WORK TO BE COMPLETED
Please write out, word for word, the part of the Sheikh Kabir Hossain profile that starts at "Sheikh Kabir Hossain" and stops after "Rahman in 1975.".

EXTRACT
═══

Sheikh Kabir Hossain () is a Bangladeshi businessmen and a member of the Sheikh–Wazed family. He is the President of Bangladesh Insurance Association. He is the President of Association of Private Universities of Bangladesh.

Early life 
Hossain was born on 3 February 1942, in Gopalganj District, East Bengal, British India. His father was Sheikh Mosharraf Hossain and his mother was Rahela Khatun. He completed his Masters from the University of Dhaka. His cousin was Sheikh Mujibur Rahman.

Career 
Hossain worked at the Bangladesh Parjatan Corporation, Bureau of Statistics, and Sonali Bank. He resigned from government job after assassination of Sheikh Mujibur Rahman in 1975.

Hossain is the chairperson of Sonar Bangla Insurance Limited, Khan Shaheb Sheikh Mosharraf Hossain Foundation, Central Depository Bangladesh Limited. He is the founding chairperson of Holy Family Red Crescent Medical College Hospital. He is also the founding chairperson of Khan Shaheb Sheikh Mosharraf Hossain School and College in Tungipara, Gopalganj.   He is the chairperson of National Tea Company Limited. In July 2005, he was elected director of The International Association of Lions Clubs in Hong Kong for a two-year term.

═══

EXTRACTED RECORDS
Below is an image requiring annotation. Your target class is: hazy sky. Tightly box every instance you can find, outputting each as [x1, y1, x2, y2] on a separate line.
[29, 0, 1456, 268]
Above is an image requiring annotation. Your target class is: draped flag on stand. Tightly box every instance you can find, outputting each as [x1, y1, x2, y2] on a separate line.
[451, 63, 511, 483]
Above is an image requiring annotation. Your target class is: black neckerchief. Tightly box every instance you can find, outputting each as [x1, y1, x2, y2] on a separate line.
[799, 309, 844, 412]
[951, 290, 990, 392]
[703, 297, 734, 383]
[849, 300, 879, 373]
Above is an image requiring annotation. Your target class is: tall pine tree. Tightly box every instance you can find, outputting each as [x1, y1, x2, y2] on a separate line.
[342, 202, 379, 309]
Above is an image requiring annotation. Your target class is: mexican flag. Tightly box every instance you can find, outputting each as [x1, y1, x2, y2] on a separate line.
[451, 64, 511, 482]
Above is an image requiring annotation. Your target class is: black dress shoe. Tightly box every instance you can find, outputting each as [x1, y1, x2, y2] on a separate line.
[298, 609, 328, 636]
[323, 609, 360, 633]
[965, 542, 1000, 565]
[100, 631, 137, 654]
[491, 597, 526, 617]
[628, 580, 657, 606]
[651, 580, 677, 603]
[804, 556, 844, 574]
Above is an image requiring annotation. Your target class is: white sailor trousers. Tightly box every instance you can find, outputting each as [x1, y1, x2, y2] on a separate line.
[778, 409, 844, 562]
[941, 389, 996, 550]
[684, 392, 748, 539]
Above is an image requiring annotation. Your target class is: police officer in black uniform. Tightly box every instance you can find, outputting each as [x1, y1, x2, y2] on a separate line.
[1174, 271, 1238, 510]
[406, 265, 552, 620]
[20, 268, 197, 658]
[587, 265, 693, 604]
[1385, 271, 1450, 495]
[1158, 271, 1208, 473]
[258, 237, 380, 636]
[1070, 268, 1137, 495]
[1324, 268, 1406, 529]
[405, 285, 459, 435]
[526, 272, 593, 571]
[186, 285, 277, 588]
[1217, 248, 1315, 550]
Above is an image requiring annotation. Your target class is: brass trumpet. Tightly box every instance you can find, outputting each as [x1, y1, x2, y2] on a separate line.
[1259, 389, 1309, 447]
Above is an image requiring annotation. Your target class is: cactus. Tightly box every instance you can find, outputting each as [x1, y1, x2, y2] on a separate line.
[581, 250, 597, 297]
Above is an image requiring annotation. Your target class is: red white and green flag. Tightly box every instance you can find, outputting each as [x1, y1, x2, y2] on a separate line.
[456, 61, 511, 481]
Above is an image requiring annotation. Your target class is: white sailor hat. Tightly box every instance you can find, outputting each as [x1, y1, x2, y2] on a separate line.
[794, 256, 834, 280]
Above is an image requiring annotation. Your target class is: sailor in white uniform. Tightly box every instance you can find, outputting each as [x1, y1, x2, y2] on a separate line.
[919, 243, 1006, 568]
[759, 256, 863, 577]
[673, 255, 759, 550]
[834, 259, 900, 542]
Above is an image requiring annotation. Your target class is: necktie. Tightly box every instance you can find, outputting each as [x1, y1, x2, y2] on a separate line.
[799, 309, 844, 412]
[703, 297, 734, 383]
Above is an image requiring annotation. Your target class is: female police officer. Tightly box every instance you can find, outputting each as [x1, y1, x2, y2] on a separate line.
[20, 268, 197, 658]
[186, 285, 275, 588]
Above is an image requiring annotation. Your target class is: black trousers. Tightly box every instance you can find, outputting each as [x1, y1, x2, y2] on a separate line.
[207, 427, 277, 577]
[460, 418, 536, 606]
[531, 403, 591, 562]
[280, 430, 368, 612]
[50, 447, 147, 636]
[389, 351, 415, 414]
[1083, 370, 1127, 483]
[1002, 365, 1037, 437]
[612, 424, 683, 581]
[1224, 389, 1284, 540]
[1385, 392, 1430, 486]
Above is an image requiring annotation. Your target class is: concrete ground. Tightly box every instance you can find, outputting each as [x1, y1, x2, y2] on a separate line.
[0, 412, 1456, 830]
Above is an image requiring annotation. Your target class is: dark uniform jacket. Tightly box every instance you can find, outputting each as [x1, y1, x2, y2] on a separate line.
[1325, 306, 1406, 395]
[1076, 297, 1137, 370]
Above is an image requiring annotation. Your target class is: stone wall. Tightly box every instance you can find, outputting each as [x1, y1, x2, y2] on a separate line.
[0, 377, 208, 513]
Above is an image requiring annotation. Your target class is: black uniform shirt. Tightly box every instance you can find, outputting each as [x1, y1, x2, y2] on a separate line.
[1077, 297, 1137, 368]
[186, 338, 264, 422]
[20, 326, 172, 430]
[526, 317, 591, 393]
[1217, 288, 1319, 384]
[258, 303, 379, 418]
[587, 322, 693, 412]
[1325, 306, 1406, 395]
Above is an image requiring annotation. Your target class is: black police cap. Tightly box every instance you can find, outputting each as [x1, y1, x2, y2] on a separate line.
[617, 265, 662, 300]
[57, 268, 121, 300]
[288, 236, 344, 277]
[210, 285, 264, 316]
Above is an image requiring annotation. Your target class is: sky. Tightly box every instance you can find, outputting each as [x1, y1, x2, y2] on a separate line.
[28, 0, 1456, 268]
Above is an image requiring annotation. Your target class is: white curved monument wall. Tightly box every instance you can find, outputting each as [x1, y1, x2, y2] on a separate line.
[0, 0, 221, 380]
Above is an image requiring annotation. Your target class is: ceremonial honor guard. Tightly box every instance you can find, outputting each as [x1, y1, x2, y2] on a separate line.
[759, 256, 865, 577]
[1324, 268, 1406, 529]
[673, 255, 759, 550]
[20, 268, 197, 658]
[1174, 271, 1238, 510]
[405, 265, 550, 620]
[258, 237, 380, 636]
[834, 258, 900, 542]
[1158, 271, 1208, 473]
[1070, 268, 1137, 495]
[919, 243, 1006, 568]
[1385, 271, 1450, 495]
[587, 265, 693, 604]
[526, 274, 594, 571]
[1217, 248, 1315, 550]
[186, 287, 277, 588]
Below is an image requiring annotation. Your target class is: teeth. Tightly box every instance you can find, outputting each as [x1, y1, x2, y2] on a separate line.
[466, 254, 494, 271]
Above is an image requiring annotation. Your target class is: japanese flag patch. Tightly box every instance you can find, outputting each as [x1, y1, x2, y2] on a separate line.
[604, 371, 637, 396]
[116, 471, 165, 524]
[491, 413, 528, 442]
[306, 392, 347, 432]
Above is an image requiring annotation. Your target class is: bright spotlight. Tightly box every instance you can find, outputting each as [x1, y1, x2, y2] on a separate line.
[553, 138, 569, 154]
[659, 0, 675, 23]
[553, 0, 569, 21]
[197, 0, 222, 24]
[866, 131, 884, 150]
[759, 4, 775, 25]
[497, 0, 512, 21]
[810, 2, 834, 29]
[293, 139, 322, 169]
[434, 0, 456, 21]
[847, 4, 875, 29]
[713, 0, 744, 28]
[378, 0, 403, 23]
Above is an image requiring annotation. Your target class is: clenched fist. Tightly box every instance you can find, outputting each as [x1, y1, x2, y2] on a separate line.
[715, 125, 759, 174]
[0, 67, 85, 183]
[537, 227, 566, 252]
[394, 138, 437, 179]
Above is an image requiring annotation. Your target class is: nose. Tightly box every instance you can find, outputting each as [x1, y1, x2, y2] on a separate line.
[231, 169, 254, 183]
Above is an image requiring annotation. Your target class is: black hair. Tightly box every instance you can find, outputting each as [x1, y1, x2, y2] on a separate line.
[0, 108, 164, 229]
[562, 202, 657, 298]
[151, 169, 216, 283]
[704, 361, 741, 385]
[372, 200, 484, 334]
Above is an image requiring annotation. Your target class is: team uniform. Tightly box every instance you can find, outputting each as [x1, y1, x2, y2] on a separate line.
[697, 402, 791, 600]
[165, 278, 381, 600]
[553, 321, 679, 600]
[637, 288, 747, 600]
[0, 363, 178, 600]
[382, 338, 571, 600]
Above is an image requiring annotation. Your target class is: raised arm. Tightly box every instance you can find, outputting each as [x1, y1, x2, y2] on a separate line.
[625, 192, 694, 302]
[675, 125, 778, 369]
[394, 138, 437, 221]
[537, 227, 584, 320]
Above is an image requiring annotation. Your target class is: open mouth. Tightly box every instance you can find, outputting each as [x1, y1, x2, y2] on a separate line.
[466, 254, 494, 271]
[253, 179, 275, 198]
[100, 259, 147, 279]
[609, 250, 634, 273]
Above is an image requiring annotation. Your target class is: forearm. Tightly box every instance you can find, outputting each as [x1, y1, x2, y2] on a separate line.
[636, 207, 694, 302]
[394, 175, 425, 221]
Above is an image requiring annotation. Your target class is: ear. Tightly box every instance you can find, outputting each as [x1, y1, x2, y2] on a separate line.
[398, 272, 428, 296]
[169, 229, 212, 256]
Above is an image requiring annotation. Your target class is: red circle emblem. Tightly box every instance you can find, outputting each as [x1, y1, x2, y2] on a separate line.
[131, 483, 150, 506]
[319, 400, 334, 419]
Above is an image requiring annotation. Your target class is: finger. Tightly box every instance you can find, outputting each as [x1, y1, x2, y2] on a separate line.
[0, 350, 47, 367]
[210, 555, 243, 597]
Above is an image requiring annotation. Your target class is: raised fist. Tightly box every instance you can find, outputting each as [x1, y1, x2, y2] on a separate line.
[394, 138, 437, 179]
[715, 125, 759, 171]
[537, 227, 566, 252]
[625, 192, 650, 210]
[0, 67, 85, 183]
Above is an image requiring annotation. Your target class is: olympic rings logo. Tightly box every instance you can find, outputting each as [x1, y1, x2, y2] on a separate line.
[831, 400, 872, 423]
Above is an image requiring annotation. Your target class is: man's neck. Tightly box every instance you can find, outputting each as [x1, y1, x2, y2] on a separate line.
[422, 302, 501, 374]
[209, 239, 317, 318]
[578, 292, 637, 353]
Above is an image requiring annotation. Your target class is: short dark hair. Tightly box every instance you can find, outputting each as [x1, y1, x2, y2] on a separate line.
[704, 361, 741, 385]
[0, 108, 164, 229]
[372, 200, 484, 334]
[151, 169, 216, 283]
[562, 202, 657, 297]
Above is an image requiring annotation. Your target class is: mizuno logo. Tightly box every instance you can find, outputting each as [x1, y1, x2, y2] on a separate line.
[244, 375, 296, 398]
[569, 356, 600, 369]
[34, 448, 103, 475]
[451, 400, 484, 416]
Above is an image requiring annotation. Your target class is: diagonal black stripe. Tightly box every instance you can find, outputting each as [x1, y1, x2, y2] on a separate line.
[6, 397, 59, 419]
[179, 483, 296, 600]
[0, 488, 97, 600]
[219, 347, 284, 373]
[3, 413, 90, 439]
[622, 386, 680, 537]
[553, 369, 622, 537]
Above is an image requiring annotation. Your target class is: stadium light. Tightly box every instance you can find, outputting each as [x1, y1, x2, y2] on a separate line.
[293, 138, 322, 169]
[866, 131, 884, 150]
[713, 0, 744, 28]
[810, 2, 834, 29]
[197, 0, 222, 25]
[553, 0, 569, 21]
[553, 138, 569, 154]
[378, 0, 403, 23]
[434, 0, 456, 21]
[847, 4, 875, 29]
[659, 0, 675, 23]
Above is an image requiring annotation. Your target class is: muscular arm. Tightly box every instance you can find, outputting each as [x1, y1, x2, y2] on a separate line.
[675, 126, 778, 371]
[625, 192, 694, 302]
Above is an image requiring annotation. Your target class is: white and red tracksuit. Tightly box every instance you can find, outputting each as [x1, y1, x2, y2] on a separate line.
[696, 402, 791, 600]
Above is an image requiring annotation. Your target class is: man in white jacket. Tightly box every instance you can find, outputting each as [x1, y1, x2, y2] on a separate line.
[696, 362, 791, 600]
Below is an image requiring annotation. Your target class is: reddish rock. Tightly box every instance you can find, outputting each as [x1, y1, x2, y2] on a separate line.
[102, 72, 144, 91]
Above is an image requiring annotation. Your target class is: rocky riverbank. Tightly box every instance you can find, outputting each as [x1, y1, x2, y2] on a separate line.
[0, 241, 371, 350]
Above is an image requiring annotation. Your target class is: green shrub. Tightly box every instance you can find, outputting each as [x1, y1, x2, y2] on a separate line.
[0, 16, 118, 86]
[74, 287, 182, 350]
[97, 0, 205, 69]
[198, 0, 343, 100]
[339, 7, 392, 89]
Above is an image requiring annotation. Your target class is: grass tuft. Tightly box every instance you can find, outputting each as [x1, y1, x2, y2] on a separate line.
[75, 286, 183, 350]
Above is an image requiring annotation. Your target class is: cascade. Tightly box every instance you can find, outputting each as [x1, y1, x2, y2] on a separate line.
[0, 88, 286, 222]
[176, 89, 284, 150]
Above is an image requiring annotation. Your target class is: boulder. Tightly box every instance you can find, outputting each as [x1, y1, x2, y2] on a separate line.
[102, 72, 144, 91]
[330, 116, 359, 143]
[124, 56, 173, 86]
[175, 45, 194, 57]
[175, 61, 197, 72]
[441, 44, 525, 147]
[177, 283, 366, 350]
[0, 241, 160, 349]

═══

THE ANSWER
Sheikh Kabir Hossain () is a Bangladeshi businessmen and a member of the Sheikh–Wazed family. He is the President of Bangladesh Insurance Association. He is the President of Association of Private Universities of Bangladesh.

Early life 
Hossain was born on 3 February 1942, in Gopalganj District, East Bengal, British India. His father was Sheikh Mosharraf Hossain and his mother was Rahela Khatun. He completed his Masters from the University of Dhaka. His cousin was Sheikh Mujibur Rahman.

Career 
Hossain worked at the Bangladesh Parjatan Corporation, Bureau of Statistics, and Sonali Bank. He resigned from government job after assassination of Sheikh Mujibur Rahman in 1975.